432 Class 07

Thomas E. Love, Ph.D.

2025-02-04

Today’s Agenda

  • Splines and other non-linear terms
  • Spearman’s \(\rho^2\) plot: exploring non-linearity
    • Spending degrees of freedom wisely
  • Linear Regression (HELP trial again)
    • A complex model with non-linear terms
    • Assessing fit with ols() and lm()
    • Calibration of the model
    • Prediction Intervals and Confidence Intervals

Today’s R Setup

knitr::opts_chunk$set(comment = NA)

library(janitor)
library(naniar)
library(broom); library(gt); library(patchwork)
library(haven)
library(rms)               ## auto-loads Hmisc
library(easystats)
library(tidyverse)

theme_set(theme_bw()) 

Types of Splines

  • A linear spline is a continuous function formed by connecting points (called knots of the spline) by line segments.
  • A restricted cubic spline is a way to build highly complicated curves into a regression equation in a fairly easily structured way.
  • A restricted cubic spline is a series of polynomial functions joined together at the knots.
    • Such a spline gives us a way to flexibly account for non-linearity without over-fitting the model.

How complex should our spline be?

Restricted cubic splines can fit many different types of non-linearities. Specifying the number of knots is all you need to do in R to get a reasonable result from a restricted cubic spline.

The most common choices are 3, 4, or 5 knots.

  • 3 Knots, 2 degrees of freedom, lets the curve “bend” once.
  • 4 Knots, 3 degrees of freedom, lets the curve “bend” twice.
  • 5 Knots, 4 degrees of freedom; curve “bends” three times.

A simulated data set

set.seed(20250204)

sim_data <- tibble(
    x = runif(250, min = 10, max = 50),
    y = 3*(x-30) - 0.3*(x-30)^2 + 0.05*(x-30)^3 + 
        rnorm(250, mean = 500, sd = 70)
)

head(sim_data)
# A tibble: 6 × 2
      x     y
  <dbl> <dbl>
1  19.6  430.
2  43.7  666.
3  33.5  368.
4  43.5  493.
5  29.7  515.
6  45.0  535.

The sim_data, plotted.

p1 <- ggplot(sim_data, aes(x = x, y = y)) + 
    geom_point(alpha = 0.3) +
    geom_smooth(method = "lm", formula = y ~ x, 
                col = "red", se = FALSE) +
    labs(title = "With Linear Fit")

p2 <- ggplot(sim_data, aes(x = x, y = y)) + 
    geom_point(alpha = 0.3) +
    geom_smooth(method = "loess", formula = y ~ x, 
                col = "blue", se = FALSE) +
    labs(title = "With Loess Smooth")

p1 + p2

The sim_data, plotted.

[PROVIDED MATERIAL]
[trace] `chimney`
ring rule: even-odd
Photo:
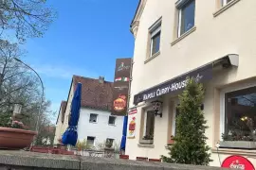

[WHAT THIS EXERCISE ASKS]
**A)** Answer these questions on the splines class notes, one a line:
(i) How many degrees of freedom does a restricted cubic spline with 4 knots use?
(ii) What value is passed to set.seed() when the simulated data are made?
(iii) In what color is the loess smooth drawn?
**B)** Please carry the splines class notes on from their final sentence.
Nothing in the lines matters for what is asked here.

[TASK-BY-TASK OUTPUTS]
**A)**
(i) 3
(ii) 20250204
(iii) Blue

**B)**
Fitting Non-Linear Terms with lm

We’ll fit:

  • a linear model
  • two models using orthogonal polynomials (poly()), and
  • three models using restricted cubic splines (rcs())
sim_linear <- lm(y ~ x, data = sim_data)
sim_poly2  <- lm(y ~ poly(x, 2), data = sim_data)
sim_poly3  <- lm(y ~ poly(x, 3), data = sim_data)
sim_rcs3   <- lm(y ~ rcs(x, 3), data = sim_data)
sim_rcs4   <- lm(y ~ rcs(x, 4), data = sim_data)
sim_rcs5   <- lm(y ~ rcs(x, 5), data = sim_data)

augment() for our six models

This will generate fitted y predictions and residuals, which we can use to help us plot the fits for each of the six models we’ve generated using the simdata data.

sim_linear_aug <- augment(sim_linear, sim_data)
sim_poly2_aug <- augment(sim_poly2, sim_data)
sim_poly3_aug <- augment(sim_poly3, sim_data)
sim_rcs3_aug <- augment(sim_rcs3, sim_data)
sim_rcs4_aug <- augment(sim_rcs4, sim_data)
sim_rcs5_aug <- augment(sim_rcs5, sim_data)

Add the Polynomial Fits

p1 <- ggplot(sim_data, aes(x = x, y = y)) +
    geom_point(alpha = 0.5) +
    geom_smooth(method = "lm", formula = y ~ x, 
                col = "black", se = F) +
    labs(title = "Linear Fit")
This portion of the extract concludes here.